(Data supplied)

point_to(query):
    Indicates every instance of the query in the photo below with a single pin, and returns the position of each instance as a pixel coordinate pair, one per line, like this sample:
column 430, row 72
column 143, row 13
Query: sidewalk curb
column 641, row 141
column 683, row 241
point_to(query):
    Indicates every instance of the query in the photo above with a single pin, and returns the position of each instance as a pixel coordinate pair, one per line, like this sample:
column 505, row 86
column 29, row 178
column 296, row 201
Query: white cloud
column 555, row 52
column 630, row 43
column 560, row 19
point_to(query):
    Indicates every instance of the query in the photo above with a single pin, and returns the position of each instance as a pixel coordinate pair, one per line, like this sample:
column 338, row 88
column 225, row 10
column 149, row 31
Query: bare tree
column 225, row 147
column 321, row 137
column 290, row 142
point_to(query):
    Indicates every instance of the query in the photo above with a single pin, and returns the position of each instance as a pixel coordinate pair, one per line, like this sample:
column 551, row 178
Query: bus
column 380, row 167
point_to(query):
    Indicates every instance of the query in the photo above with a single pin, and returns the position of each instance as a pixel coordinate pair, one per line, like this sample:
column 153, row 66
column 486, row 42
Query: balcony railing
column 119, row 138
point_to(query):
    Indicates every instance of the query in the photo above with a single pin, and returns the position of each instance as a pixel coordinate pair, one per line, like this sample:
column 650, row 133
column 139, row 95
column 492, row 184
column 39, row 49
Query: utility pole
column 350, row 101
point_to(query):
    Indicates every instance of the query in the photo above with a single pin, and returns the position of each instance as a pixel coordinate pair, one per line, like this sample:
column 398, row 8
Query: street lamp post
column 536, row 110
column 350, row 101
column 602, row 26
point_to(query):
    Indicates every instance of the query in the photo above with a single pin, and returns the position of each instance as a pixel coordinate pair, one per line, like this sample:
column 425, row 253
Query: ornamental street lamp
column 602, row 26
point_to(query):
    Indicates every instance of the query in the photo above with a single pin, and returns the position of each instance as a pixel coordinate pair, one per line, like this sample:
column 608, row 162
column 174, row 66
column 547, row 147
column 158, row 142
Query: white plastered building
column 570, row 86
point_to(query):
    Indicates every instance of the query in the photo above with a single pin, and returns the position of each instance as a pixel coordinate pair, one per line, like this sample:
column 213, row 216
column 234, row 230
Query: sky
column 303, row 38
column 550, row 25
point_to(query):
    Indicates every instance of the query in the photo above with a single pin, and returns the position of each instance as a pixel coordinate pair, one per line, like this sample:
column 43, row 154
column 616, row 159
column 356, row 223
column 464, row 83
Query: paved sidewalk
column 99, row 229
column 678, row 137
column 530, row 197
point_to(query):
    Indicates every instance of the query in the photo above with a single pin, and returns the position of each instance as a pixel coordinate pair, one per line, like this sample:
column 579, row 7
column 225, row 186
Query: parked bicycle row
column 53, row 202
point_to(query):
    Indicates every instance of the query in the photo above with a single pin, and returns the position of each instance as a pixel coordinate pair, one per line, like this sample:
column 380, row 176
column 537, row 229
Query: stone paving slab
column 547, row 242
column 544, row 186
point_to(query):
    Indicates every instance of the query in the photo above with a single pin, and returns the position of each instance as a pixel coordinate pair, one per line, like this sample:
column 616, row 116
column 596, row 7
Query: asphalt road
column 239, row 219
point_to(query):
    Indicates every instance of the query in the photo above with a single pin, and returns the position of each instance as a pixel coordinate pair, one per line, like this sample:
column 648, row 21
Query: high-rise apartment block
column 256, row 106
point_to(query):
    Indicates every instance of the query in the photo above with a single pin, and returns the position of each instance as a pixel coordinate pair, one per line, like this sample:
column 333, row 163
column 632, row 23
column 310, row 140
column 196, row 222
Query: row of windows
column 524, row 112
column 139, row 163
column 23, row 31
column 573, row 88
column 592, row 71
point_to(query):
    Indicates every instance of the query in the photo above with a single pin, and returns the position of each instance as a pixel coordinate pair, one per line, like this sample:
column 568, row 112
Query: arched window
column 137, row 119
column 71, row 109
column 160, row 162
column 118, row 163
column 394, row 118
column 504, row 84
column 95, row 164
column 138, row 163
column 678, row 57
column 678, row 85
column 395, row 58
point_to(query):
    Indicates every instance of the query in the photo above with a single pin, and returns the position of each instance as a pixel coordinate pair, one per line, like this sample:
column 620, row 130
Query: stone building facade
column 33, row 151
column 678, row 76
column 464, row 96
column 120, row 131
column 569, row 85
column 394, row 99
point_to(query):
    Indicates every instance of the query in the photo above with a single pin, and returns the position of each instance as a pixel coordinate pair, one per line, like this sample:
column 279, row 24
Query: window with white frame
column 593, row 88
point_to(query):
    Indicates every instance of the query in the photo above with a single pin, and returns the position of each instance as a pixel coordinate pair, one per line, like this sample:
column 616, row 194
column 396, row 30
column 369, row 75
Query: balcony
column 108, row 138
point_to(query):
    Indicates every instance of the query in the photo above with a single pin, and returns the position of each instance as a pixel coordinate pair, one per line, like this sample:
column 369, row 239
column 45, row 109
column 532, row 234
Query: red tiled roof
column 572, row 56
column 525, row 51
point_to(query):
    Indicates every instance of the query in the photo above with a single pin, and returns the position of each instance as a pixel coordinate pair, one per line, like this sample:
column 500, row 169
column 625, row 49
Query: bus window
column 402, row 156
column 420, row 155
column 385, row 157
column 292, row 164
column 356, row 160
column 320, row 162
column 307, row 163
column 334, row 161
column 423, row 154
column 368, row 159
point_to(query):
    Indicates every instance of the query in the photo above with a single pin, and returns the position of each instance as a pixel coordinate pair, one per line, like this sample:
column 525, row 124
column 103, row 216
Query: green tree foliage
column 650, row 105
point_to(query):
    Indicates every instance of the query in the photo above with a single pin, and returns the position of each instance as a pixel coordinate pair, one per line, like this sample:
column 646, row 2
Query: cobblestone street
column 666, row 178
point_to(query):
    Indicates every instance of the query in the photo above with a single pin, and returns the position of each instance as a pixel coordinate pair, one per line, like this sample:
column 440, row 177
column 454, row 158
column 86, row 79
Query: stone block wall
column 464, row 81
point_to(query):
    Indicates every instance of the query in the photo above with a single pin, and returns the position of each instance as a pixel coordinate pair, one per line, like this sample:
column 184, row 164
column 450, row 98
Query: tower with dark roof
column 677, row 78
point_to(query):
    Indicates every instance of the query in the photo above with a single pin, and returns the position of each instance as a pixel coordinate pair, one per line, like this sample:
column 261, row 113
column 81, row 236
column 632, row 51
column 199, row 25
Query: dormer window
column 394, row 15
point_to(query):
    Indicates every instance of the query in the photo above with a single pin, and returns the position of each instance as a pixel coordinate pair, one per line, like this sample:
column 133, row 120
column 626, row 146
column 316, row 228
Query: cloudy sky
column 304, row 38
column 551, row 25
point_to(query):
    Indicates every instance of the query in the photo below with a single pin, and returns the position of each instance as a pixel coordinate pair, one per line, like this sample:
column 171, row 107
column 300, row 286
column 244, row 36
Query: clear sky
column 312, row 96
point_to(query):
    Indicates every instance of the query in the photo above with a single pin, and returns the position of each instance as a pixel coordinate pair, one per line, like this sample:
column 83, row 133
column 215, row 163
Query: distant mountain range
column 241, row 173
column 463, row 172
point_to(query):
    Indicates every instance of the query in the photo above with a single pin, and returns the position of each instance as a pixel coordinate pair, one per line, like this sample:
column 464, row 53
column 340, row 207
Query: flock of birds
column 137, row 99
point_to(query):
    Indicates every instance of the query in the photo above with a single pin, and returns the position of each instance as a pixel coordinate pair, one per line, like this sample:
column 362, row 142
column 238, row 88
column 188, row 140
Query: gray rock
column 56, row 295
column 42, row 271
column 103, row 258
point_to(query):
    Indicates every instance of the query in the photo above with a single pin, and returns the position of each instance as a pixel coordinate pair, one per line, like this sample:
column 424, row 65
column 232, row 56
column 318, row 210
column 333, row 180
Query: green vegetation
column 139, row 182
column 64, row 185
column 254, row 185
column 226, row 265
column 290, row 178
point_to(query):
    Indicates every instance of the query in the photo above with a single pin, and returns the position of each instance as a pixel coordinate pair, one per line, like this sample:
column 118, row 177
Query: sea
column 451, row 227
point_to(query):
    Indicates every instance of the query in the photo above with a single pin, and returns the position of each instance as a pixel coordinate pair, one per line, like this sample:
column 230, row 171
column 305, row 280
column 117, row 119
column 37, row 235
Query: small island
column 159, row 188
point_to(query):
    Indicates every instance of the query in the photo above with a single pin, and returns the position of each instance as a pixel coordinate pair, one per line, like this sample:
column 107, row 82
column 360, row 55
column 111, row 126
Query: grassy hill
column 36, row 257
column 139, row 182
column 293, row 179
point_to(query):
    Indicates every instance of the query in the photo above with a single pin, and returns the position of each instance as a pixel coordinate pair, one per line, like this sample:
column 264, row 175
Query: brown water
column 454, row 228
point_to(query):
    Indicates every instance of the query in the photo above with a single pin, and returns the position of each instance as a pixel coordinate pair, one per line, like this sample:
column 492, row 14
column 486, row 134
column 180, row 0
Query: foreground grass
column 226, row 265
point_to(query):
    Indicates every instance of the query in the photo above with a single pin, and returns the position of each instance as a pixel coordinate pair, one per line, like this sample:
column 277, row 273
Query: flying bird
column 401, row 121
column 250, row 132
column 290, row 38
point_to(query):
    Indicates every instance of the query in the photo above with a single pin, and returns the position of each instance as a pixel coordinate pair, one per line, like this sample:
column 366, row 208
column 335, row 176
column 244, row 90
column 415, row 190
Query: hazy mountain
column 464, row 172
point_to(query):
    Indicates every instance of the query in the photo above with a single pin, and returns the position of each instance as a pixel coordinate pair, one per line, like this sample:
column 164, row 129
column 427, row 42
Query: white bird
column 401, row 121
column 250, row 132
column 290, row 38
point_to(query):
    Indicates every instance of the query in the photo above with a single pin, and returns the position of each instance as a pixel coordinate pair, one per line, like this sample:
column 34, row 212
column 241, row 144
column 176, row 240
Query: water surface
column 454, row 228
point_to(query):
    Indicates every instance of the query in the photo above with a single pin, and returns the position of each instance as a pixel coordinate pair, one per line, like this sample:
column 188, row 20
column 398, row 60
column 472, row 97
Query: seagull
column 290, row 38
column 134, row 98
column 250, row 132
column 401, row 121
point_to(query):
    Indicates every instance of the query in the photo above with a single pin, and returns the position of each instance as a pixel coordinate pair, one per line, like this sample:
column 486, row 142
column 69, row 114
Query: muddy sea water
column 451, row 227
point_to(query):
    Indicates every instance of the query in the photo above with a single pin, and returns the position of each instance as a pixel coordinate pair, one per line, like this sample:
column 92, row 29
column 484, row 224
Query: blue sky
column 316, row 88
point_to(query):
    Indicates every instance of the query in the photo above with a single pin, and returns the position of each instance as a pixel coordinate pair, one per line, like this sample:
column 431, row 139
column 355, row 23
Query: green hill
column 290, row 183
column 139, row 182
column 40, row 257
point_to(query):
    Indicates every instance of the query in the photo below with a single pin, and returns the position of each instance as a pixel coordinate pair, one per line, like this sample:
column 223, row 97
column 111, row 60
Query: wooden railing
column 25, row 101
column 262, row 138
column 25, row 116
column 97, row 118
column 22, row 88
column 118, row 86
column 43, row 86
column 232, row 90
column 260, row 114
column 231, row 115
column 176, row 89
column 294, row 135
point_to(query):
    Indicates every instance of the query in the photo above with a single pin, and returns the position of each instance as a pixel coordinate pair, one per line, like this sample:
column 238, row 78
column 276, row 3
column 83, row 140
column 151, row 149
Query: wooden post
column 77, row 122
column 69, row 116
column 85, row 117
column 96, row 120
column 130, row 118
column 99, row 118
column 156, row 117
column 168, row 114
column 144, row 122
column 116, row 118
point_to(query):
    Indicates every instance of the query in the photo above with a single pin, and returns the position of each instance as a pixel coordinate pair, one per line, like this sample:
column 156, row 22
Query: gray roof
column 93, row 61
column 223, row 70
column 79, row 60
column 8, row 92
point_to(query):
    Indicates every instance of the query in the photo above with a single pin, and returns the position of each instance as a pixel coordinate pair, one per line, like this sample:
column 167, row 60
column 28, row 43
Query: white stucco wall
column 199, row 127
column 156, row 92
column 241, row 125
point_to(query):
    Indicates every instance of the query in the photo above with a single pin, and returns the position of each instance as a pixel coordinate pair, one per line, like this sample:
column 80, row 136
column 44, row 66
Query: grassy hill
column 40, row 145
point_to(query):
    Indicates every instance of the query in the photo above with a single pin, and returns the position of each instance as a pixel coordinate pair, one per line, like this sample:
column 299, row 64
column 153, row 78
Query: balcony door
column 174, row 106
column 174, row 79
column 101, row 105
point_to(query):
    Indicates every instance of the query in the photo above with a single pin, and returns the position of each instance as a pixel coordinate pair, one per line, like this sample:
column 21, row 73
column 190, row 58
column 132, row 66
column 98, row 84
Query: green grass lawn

(End Data supplied)

Take the entries above and return only the lines from the one with "column 537, row 229" to the one with "column 616, row 116", both included, unchanged.

> [Your response]
column 537, row 229
Query: stone paving slab
column 547, row 242
column 544, row 186
point_to(query):
    Indicates every instance of the query in the photo above with a single pin, and returns the position of each instance as a pixel coordinate pair, one per line, like this sample:
column 616, row 116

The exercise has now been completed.